Directive
All of the data that follows should be retyped exactly, please, except the pictures.

[BEGIN]

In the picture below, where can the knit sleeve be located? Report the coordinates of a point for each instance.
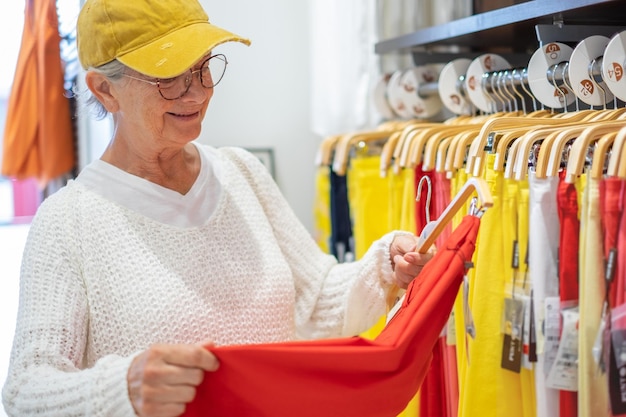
(47, 375)
(332, 299)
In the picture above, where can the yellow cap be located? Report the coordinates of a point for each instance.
(159, 38)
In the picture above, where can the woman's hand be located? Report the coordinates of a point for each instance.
(163, 379)
(406, 262)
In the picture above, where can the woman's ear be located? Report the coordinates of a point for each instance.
(104, 91)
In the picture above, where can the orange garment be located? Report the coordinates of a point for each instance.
(38, 136)
(348, 377)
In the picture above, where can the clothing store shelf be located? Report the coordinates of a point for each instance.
(512, 28)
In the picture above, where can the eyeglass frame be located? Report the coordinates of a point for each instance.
(157, 82)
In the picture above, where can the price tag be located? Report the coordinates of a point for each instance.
(513, 331)
(564, 372)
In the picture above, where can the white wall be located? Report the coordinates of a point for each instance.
(264, 98)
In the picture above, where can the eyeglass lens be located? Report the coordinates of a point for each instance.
(210, 73)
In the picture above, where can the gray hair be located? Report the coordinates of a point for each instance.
(112, 70)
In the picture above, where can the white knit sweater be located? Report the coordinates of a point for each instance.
(109, 270)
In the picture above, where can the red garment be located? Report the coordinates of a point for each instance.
(344, 376)
(38, 135)
(567, 202)
(421, 207)
(611, 191)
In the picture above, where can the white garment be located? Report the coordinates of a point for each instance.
(101, 281)
(543, 238)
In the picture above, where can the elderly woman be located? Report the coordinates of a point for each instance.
(163, 245)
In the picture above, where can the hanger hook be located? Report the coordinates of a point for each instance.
(516, 91)
(523, 79)
(598, 84)
(429, 193)
(565, 77)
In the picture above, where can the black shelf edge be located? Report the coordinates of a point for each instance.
(511, 27)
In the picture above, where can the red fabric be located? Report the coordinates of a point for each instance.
(38, 135)
(567, 202)
(344, 376)
(611, 191)
(620, 270)
(433, 390)
(420, 206)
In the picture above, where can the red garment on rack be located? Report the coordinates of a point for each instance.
(347, 377)
(567, 202)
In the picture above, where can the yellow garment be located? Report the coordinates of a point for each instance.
(321, 209)
(407, 217)
(396, 184)
(370, 208)
(527, 376)
(456, 183)
(592, 385)
(486, 384)
(367, 197)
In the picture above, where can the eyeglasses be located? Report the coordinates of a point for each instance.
(211, 72)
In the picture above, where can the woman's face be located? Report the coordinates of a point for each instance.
(145, 117)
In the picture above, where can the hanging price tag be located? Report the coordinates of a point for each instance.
(513, 330)
(551, 331)
(564, 372)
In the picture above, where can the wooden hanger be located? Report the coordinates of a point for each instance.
(442, 153)
(503, 148)
(345, 143)
(617, 160)
(509, 165)
(435, 134)
(603, 145)
(531, 138)
(475, 160)
(387, 152)
(473, 186)
(432, 144)
(415, 138)
(568, 134)
(461, 148)
(578, 153)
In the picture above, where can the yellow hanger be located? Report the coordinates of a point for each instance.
(411, 136)
(578, 153)
(442, 154)
(434, 135)
(342, 149)
(621, 164)
(475, 160)
(503, 146)
(603, 145)
(616, 160)
(387, 152)
(431, 149)
(567, 134)
(473, 186)
(461, 148)
(531, 138)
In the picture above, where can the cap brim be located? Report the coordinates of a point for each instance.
(173, 54)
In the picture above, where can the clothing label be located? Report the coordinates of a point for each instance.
(532, 331)
(527, 327)
(470, 330)
(617, 371)
(564, 372)
(451, 330)
(513, 333)
(551, 330)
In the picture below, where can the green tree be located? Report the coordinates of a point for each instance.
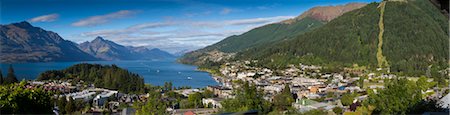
(337, 110)
(247, 98)
(195, 100)
(284, 100)
(154, 105)
(347, 99)
(70, 106)
(1, 77)
(62, 105)
(208, 94)
(398, 97)
(16, 99)
(167, 86)
(11, 77)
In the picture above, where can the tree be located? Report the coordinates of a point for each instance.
(247, 98)
(154, 105)
(284, 100)
(347, 99)
(195, 100)
(398, 97)
(70, 107)
(16, 99)
(62, 105)
(337, 110)
(1, 77)
(167, 86)
(208, 94)
(11, 78)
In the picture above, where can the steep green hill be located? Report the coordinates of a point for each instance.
(415, 37)
(260, 36)
(104, 76)
(266, 34)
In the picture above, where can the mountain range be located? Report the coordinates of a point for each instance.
(268, 34)
(108, 50)
(22, 42)
(402, 36)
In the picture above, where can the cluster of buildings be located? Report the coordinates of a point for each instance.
(312, 88)
(101, 99)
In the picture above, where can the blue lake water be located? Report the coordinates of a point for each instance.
(153, 72)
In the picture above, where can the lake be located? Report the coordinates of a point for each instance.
(153, 72)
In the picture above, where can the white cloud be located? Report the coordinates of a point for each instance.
(151, 25)
(45, 18)
(102, 19)
(226, 11)
(183, 34)
(251, 21)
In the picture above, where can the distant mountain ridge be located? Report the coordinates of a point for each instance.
(108, 50)
(22, 42)
(415, 40)
(269, 34)
(327, 13)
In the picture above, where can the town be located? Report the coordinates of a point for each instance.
(311, 86)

[END]

Complete output
In the picture below, where can the knit sleeve be located? Report the coordinates of a point for each instance.
(47, 375)
(332, 299)
In the picture above, where can the yellow cap be located? Report the coordinates of a point for each instance.
(159, 38)
In the picture above, where can the woman's hand be located? Report the coordinates of a point for each instance.
(163, 379)
(406, 262)
In the picture above, where can the woman's ear be located? Report the coordinates of a point for each instance.
(104, 91)
In the picture above, where can the orange garment be located? Report the coordinates of a point for each instance.
(38, 136)
(348, 377)
In the picture above, where can the clothing store shelf be located? Report the coordinates of a point for each instance.
(512, 28)
In the picture above, where can the eyeglass frame be located? Report the coordinates of a point for each instance.
(157, 82)
In the picture above, where can the price tag be located? Report the coordinates of a point for each instance.
(513, 331)
(564, 372)
In the picture above, where can the white wall be located? Report the coordinates of a point for each instance.
(264, 98)
In the picture above, where can the eyeglass lens be located? Report the coordinates of a point for each instance.
(210, 73)
In the picture above, where can the gray hair be located? Report the coordinates of a point for each instance.
(112, 70)
In the picture above, where can the white knit sweater be located? Report the coordinates of a point for each instance.
(109, 270)
In the picture above, where can the red garment be located? Report the coordinates of a point for each instance.
(344, 376)
(38, 135)
(567, 202)
(421, 207)
(611, 191)
In the picture above, where can the white garment be located? Report the coordinates of a point for each instance.
(101, 281)
(543, 238)
In the picture above, where can the elderly woman be located? Report the coordinates of a point for each instance.
(163, 245)
In the picture above, where can the hanger hook be located? Report the coordinates of a point for each instance.
(516, 91)
(523, 79)
(598, 84)
(429, 193)
(565, 77)
In the picture above, where can the black shelf edge be located? Report the coordinates of a point for each instance.
(511, 27)
In the picture above, where can the red fabric be located? Report the coordinates of a point for each instance.
(38, 135)
(567, 202)
(344, 376)
(611, 191)
(620, 270)
(433, 390)
(420, 206)
In the picture above, where can the red garment on rack be located? Report the coordinates of a point for each instance.
(347, 377)
(567, 202)
In the picture above, where can the yellow garment be located? Report the coordinates of a point for each instance.
(321, 209)
(407, 217)
(396, 184)
(370, 208)
(527, 376)
(456, 183)
(592, 385)
(486, 384)
(367, 197)
In the picture above, where can the eyeglasses be located? Report the coordinates of a point for each instance.
(211, 72)
In the picture above, where can the woman's face be located? Report the coordinates of a point for each instance.
(145, 117)
In the picture above, where can the hanging price tag be located? Report the coordinates of a point for each instance.
(513, 330)
(551, 331)
(564, 372)
In the picture above, where can the wooden hanger be located? Report the coordinates of a point for each instance.
(442, 153)
(503, 148)
(345, 143)
(617, 160)
(509, 165)
(435, 134)
(603, 145)
(531, 138)
(475, 160)
(387, 152)
(473, 186)
(432, 144)
(415, 138)
(568, 134)
(461, 148)
(578, 153)
In the picture above, where can the yellow hanger be located? Report the coordinates of a point for each instance.
(411, 136)
(578, 153)
(442, 154)
(434, 135)
(342, 149)
(621, 164)
(475, 160)
(503, 146)
(603, 145)
(616, 160)
(387, 152)
(431, 149)
(567, 134)
(473, 186)
(461, 148)
(531, 138)
In the picture above, where can the cap brim be located? Report the coordinates of a point for each instance.
(173, 54)
In the picture above, where can the clothing label be located? Report the coordinates of a point for each instance.
(532, 331)
(527, 327)
(470, 330)
(617, 371)
(564, 372)
(451, 330)
(513, 333)
(551, 330)
In the picture below, where can the green tree be located? Report the coordinates of a point for each instance.
(337, 110)
(247, 98)
(195, 100)
(284, 100)
(154, 105)
(347, 99)
(70, 106)
(1, 77)
(62, 105)
(208, 94)
(398, 97)
(16, 99)
(167, 86)
(11, 77)
In the picture above, where can the tree be located? Report the coordinates of a point for each instance.
(247, 98)
(154, 105)
(284, 100)
(347, 99)
(195, 100)
(398, 97)
(70, 107)
(16, 99)
(62, 105)
(337, 110)
(1, 77)
(167, 86)
(208, 94)
(11, 78)
In the picture above, where can the steep green hill be located? Report the coordinates of a point for each instance.
(415, 37)
(260, 36)
(104, 76)
(266, 34)
In the picture above, where can the mountain range be located? Report the coordinates of a point for each instance.
(268, 34)
(108, 50)
(22, 42)
(402, 36)
In the picture above, where can the cluster of buildings be located? Report the coordinates of a point for each instance.
(312, 88)
(101, 99)
In the picture above, where can the blue lake water be located? Report the coordinates of a point for each instance.
(153, 72)
In the picture above, where can the lake be located? Report the coordinates of a point for each instance.
(153, 72)
In the picture above, where can the white cloud be located? Report the coordinates of a point for each instance.
(151, 25)
(45, 18)
(102, 19)
(226, 11)
(183, 34)
(251, 21)
In the picture above, where can the distant mountain ridge be located? Report the coordinates of a point for each instance.
(108, 50)
(22, 42)
(415, 40)
(269, 34)
(327, 13)
In the picture above, where can the town be located? Report the coordinates of a point for each instance.
(311, 86)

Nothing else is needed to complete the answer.